== Extracted records ==
◇ ◇ ◇ ◇

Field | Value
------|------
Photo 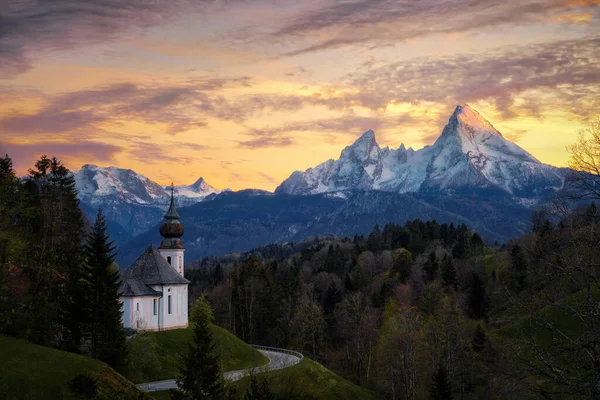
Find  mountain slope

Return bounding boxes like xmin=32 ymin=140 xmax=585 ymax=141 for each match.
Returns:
xmin=276 ymin=105 xmax=568 ymax=199
xmin=117 ymin=189 xmax=530 ymax=268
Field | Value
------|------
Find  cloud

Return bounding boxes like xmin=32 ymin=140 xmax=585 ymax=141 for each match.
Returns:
xmin=277 ymin=0 xmax=600 ymax=55
xmin=0 ymin=140 xmax=121 ymax=172
xmin=0 ymin=0 xmax=218 ymax=78
xmin=0 ymin=78 xmax=252 ymax=137
xmin=238 ymin=136 xmax=295 ymax=149
xmin=259 ymin=172 xmax=277 ymax=185
xmin=342 ymin=36 xmax=600 ymax=120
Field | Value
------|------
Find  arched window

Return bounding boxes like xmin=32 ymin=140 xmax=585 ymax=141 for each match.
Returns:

◇ ◇ ◇ ◇

== Task ==
Copy out all the data exactly. No images belong in the copy.

== Written solution ==
Field | Value
------|------
Photo 
Find  mountain slope

Return bounding boxes like xmin=32 ymin=140 xmax=585 ymax=141 for each match.
Returns:
xmin=276 ymin=105 xmax=568 ymax=199
xmin=117 ymin=189 xmax=530 ymax=268
Field | Value
------|------
Find  cloud

Return bounding boxes like xmin=32 ymin=140 xmax=585 ymax=141 for each match.
Returns:
xmin=277 ymin=0 xmax=600 ymax=55
xmin=0 ymin=140 xmax=121 ymax=172
xmin=0 ymin=0 xmax=218 ymax=78
xmin=0 ymin=78 xmax=252 ymax=137
xmin=238 ymin=136 xmax=295 ymax=149
xmin=259 ymin=172 xmax=277 ymax=185
xmin=342 ymin=36 xmax=600 ymax=120
Field | Value
------|------
Find  arched window

Return bounding boxes like xmin=32 ymin=140 xmax=585 ymax=141 for each match.
Returns:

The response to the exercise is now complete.